TASK TO CARRY OUT>
Repeat every record below exactly as it appears.

INFORMATION PROVIDED>
════
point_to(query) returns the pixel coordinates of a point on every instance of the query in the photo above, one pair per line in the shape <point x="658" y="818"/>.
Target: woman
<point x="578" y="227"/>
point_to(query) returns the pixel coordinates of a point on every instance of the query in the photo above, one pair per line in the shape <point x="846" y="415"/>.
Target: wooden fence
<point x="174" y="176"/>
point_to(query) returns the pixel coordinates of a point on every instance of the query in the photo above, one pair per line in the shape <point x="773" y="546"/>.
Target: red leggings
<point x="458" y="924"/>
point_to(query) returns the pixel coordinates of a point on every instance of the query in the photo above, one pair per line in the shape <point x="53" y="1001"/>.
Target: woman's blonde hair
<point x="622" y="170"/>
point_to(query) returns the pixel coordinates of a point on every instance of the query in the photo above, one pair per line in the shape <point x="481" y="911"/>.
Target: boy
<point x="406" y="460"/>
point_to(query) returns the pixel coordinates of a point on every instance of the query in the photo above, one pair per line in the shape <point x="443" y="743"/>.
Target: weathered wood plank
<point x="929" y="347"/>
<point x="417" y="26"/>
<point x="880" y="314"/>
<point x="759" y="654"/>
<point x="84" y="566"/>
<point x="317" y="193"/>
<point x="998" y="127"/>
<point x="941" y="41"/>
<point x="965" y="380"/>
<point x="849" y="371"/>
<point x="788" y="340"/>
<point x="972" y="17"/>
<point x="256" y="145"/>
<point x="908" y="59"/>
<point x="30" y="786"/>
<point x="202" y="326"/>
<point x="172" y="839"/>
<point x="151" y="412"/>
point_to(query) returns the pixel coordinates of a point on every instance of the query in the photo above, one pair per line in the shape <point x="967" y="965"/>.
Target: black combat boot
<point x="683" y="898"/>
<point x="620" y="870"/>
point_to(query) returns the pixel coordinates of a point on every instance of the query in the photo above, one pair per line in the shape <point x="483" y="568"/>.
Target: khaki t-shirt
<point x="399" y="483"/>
════
FULL RESPONSE>
point_to(query) returns the pixel coordinates of a point on every instance of the query in the photo above, one pair per line in the shape <point x="658" y="818"/>.
Target: woman
<point x="578" y="227"/>
point_to(query) returns the pixel coordinates of a point on every instance of the query in the photo above, one pair per line in the shape <point x="846" y="415"/>.
Target: wooden fence
<point x="174" y="176"/>
point_to(query) returns the pixel coordinates of a point on every instance of the query in the photo above, one pair per line in the shape <point x="773" y="546"/>.
Target: red leggings
<point x="458" y="924"/>
point_to(query) returns the pixel coordinates of a point on every instance of the query in the photo above, one pair per line in the shape <point x="53" y="1001"/>.
Target: woman's blonde hair
<point x="622" y="170"/>
point_to(query) returns the pixel coordinates of a point on every instance of the query in the photo above, one pair per line in the shape <point x="481" y="911"/>.
Target: boy
<point x="406" y="460"/>
point_to(query) returns the pixel coordinates of a point on every instance of the query in the photo above, one pair per line in the shape <point x="443" y="743"/>.
Target: weathered wood plank
<point x="929" y="347"/>
<point x="417" y="26"/>
<point x="880" y="314"/>
<point x="759" y="654"/>
<point x="84" y="566"/>
<point x="317" y="193"/>
<point x="998" y="127"/>
<point x="941" y="41"/>
<point x="965" y="380"/>
<point x="849" y="371"/>
<point x="788" y="340"/>
<point x="972" y="17"/>
<point x="256" y="145"/>
<point x="908" y="59"/>
<point x="30" y="786"/>
<point x="202" y="326"/>
<point x="172" y="839"/>
<point x="151" y="412"/>
point_to(query) returns the pixel coordinates of a point on every instance of the query in the photo above, one pair per line in the shape <point x="967" y="965"/>.
Target: black combat boot
<point x="683" y="898"/>
<point x="620" y="870"/>
point_to(query) returns the pixel coordinates of a point on every instance of the query in the photo above, one pair per line in the shape <point x="483" y="568"/>.
Target: khaki t-shirt
<point x="399" y="483"/>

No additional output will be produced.